Referring expression data:
+---+
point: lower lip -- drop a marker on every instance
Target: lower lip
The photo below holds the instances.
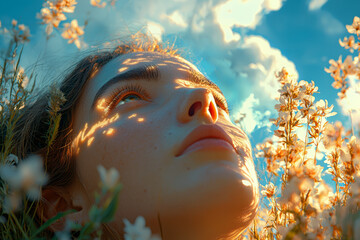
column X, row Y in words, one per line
column 209, row 144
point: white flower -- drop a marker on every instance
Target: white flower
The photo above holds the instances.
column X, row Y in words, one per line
column 28, row 176
column 108, row 177
column 138, row 231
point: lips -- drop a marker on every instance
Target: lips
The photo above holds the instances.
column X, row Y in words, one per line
column 205, row 134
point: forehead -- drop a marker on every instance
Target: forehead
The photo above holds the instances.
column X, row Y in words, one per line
column 161, row 60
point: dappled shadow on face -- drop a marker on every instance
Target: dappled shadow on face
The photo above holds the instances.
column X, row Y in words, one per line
column 86, row 136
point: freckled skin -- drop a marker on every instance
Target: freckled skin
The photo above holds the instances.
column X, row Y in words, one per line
column 199, row 195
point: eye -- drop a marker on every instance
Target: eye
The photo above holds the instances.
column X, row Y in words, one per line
column 124, row 95
column 221, row 103
column 128, row 98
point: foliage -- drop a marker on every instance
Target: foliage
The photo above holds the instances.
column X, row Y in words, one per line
column 304, row 206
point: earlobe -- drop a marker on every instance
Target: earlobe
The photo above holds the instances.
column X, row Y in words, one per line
column 56, row 200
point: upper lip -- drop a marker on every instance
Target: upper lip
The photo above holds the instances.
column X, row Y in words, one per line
column 204, row 132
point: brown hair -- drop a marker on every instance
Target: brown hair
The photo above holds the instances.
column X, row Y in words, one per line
column 30, row 132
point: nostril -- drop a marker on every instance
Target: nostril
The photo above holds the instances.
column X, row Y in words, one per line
column 212, row 110
column 196, row 106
+---+
__Description of the task__. Print every entry above again, exactly as written. Leave the images out.

__Your solution__.
point: lower lip -- drop a marker on every instance
Target: lower lip
The photo below holds the instances.
column X, row Y in words, one per line
column 209, row 144
point: white flower -- drop a marker on every instance
Target: white flower
The photo above holds the instances.
column X, row Y in words, one per line
column 28, row 176
column 108, row 177
column 138, row 231
point: lips -- drop a marker on every instance
Target: lips
The photo above holds the instances.
column X, row Y in words, one per line
column 205, row 134
point: forehead -- drop a marker on every instance
Target: forehead
The photo above holds the instances.
column X, row Y in words, one per line
column 161, row 60
point: dappled shadow on face -- drop a marker on every instance
Target: dappled shadow on face
The photo above holds the instances.
column X, row Y in words, one per line
column 86, row 136
point: freckled skin -- drop a marker on every instance
Target: freckled skin
The photo above holds the instances.
column X, row Y in words, one per line
column 199, row 195
point: eye -- drop a marker on every instance
Target: eye
The photo above holds the instances.
column X, row Y in words, one per line
column 124, row 95
column 221, row 103
column 128, row 98
point: foliage -- drop a marker on every instance
Target: foliage
The photo above holds the instances.
column X, row Y in words, one per line
column 304, row 206
point: earlobe -- drop a marker on every instance
Target: earlobe
The photo above holds the instances.
column X, row Y in words, one per line
column 56, row 200
point: upper lip -- drop a marker on every instance
Target: upper lip
The photo above holds the instances.
column X, row Y in words, one per line
column 204, row 132
point: brown hair -- drop a marker on every instance
Target: brown hair
The photo above holds the instances.
column X, row Y in words, one per line
column 30, row 132
point: nostril -- drop a marker on every instance
Target: nostril
The photo above holds the instances.
column X, row Y in words, one per line
column 212, row 110
column 196, row 106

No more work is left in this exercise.